[Extracted records]
* * *

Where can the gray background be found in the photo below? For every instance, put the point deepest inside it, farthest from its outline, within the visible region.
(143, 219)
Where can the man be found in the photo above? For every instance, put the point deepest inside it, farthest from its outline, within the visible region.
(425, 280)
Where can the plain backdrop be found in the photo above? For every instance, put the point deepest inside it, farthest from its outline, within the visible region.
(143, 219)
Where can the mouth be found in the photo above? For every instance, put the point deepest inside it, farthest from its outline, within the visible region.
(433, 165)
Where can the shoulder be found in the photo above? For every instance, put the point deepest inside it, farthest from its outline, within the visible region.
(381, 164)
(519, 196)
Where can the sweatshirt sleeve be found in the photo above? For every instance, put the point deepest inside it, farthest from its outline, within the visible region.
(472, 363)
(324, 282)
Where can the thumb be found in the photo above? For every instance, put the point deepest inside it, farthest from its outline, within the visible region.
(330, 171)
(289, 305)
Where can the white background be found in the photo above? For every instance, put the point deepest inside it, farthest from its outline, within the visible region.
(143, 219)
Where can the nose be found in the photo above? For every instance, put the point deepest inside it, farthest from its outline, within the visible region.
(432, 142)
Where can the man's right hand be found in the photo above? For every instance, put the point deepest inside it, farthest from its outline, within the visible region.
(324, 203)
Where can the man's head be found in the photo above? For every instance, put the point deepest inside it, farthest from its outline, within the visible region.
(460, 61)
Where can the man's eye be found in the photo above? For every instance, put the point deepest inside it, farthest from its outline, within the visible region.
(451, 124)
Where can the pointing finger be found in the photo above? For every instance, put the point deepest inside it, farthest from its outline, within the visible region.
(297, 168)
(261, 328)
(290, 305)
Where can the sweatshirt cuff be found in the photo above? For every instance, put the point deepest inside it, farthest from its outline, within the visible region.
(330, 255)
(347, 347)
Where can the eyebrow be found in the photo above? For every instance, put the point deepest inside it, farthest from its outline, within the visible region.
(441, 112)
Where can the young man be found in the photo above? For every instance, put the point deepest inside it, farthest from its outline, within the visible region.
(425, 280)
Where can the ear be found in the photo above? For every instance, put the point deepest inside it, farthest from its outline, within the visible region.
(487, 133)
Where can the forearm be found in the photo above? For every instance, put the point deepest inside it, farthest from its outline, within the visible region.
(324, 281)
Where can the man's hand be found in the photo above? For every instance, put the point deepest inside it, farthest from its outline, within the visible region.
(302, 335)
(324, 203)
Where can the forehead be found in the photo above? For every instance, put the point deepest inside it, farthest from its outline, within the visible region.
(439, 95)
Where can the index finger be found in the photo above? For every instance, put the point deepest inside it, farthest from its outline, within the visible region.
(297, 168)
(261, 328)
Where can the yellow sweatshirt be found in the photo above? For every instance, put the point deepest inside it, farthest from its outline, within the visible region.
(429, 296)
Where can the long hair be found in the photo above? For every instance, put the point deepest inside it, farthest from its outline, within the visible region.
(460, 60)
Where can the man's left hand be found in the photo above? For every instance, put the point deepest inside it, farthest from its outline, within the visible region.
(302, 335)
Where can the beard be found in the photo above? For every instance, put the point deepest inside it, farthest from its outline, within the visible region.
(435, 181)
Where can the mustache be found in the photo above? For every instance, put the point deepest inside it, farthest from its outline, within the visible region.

* * *

* _Task requirements_:
What is needed here is an exact reproduction of all the entries.

* _Exercise output_:
Where can the gray background be found in the photo below? For every instance, put the point deepest inside it, farthest from its outline, within the visible region.
(143, 219)
Where can the man be found in the photo above? For every instance, put the point deepest inside it, farthest from its outline, within the visible region.
(425, 280)
Where can the plain backdrop be found in the photo above? For every instance, put the point deepest inside it, farthest from its outline, within the visible region.
(143, 219)
Where can the mouth be found in the photo above? For every instance, put the point deepest inside it, farthest from its outline, within the visible region.
(433, 165)
Where can the shoulder be found in the photo above? For every instance, put the point deepest inside it, farthest from its outline, within the visible region.
(381, 164)
(519, 196)
Where can the sweatshirt sleeve be found in the photo above? For every instance, put the point deepest inside it, farthest from its outline, within the visible region.
(472, 363)
(324, 282)
Where can the thumb be found in the photo above? For every instance, put the point deepest inside it, farthest from its outline, within the visible region.
(330, 171)
(289, 305)
Where can the white background be found in the photo above? For every instance, put the point deepest inside it, farthest from its outline, within the visible region.
(143, 219)
Where can the nose be found in the photo above? For every instance, put the point deepest inside it, farthest from its outline, within the visible region.
(432, 142)
Where can the man's right hand be found in the photo above? For every instance, put the point deepest inside it, farthest from its outline, within the visible region.
(324, 203)
Where can the man's head be found in the photo above? For every instance, put the point deepest inside it, farthest from its outline, within the visible region.
(460, 61)
Where can the man's eye be found in the photo above? For every instance, put the point deepest inside it, farthest from its outline, within the visible region.
(451, 124)
Where can the pointing finger be found in the photo above? For every instance, put the point deepest inside it, farthest from its outline, within the visible region.
(297, 168)
(261, 328)
(290, 305)
Where can the sweatshirt cuff be found in the photo above? For every instance, put the point deepest inside it, farthest from its outline, within the visible region.
(330, 255)
(347, 347)
Where can the eyebrow be found in the photo above? For every instance, put the point deepest inside it, farthest from its outline, within the visible region.
(441, 112)
Where can the young man be found in the photo above? For every instance, put the point deepest inside it, farthest from its outline, within the visible region.
(425, 280)
Where can the ear be found in the photo above? For every instance, put the point deepest inside it, farthest from its outline, within the visible region.
(487, 133)
Where can the forearm be found in the photo above? For every instance, put the point deepest inside it, farthest from its outline, within the visible region.
(324, 281)
Where can the man's hand be found in the photo above? For every instance, put the point deepest inside it, farthest from its outline, within the visible region.
(302, 335)
(324, 203)
Where can the forehead be found in the photo above? For every instance, put the point deepest inside it, farthest from its outline, within the visible region.
(439, 95)
Where can the index finger be found in the photo above? For every instance, put the point deepest inside it, farthest from its outline, within the visible region.
(297, 168)
(261, 328)
Where can the yellow sweatshirt be found in the photo above? For every instance, put the point deepest inside it, farthest from its outline, within the visible region.
(429, 296)
Where can the long hair be found in the photo above? For every instance, put the point deepest inside it, farthest from its outline, within the visible region.
(460, 60)
Where can the man's left hand be found in the photo above? For every instance, put the point deepest inside it, farthest from its outline, within the visible region.
(302, 335)
Where can the beard be found in the photo above? For every instance, put the point deepest inside it, farthest from its outline, within the visible region.
(435, 181)
Where can the mustache be found in the photo above? For every instance, put the point deepest inside it, farthest from its outline, within the visible region.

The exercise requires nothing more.